* **THE REQUEST**: Rewrite the rows below from the line containing "of the gray" through the line containing "x=843, y=1089", keeping the requests unchanged and multiplying every x and y coordinate in the answers by 1.15, rounded to whole numbers with halves rounded up. Include both end lines and no other rows.

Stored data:
-----
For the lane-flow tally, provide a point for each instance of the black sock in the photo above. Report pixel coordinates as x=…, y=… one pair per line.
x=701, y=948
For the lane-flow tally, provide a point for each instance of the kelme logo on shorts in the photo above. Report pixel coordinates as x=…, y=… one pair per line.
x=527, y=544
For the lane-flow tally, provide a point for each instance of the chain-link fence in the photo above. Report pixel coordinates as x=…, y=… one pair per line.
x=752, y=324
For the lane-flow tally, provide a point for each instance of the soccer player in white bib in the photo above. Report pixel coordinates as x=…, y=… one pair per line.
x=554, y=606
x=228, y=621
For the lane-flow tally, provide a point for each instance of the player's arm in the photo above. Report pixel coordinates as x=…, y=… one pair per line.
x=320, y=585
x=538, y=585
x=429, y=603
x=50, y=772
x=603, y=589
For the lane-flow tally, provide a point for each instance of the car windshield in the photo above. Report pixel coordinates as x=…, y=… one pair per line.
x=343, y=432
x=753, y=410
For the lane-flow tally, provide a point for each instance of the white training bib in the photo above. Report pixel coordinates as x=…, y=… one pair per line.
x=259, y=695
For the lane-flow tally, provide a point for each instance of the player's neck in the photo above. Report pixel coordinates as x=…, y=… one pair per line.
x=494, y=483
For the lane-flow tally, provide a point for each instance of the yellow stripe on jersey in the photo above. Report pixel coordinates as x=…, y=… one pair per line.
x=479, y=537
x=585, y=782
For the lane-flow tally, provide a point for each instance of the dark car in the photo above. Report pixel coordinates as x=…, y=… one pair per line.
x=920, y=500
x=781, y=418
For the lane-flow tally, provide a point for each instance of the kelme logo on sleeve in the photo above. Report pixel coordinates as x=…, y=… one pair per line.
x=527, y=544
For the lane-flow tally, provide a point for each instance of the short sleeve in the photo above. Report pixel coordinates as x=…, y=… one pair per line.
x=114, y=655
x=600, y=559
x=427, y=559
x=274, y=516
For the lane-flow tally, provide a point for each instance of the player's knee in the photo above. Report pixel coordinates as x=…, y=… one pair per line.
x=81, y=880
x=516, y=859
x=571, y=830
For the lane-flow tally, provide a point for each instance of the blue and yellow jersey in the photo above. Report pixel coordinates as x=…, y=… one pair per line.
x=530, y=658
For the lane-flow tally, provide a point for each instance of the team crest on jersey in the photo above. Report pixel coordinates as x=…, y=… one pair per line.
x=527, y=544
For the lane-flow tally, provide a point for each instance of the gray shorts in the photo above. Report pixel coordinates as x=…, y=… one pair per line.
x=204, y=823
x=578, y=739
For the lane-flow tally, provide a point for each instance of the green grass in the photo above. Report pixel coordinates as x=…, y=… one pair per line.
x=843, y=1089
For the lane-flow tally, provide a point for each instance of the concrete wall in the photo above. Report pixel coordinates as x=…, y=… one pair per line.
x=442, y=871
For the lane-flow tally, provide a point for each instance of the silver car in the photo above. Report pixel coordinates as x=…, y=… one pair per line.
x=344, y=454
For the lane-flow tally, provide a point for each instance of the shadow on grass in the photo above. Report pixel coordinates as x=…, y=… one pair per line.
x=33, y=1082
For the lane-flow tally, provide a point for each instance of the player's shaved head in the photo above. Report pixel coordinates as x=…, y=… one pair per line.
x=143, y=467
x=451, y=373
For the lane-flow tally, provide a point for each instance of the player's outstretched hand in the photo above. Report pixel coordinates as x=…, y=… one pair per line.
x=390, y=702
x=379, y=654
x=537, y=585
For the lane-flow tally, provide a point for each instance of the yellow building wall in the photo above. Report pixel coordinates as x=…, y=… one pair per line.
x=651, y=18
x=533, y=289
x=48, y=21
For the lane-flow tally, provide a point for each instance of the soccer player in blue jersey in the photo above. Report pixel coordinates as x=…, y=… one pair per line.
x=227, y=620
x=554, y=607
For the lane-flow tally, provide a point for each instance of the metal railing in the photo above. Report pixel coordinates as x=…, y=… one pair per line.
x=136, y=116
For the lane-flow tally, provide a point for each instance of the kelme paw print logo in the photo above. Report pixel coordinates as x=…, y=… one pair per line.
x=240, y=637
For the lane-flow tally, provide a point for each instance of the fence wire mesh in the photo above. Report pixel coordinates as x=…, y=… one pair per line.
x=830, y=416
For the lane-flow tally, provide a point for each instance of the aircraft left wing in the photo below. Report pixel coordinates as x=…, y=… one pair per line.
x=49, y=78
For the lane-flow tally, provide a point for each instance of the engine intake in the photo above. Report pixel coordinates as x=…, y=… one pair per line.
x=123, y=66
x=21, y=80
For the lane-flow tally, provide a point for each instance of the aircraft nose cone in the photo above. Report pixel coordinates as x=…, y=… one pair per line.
-----
* **RESPONSE TO THIS EXERCISE**:
For the lane-flow tally, provide a point for each instance of the gray shorts in the photo above. Report pixel coordinates as x=…, y=… one pair per line.
x=235, y=946
x=665, y=850
For the lane-flow tally, provide a point for each instance of the green grass in the photo above. Report pixel coordinates as x=…, y=… one pair per line.
x=969, y=1252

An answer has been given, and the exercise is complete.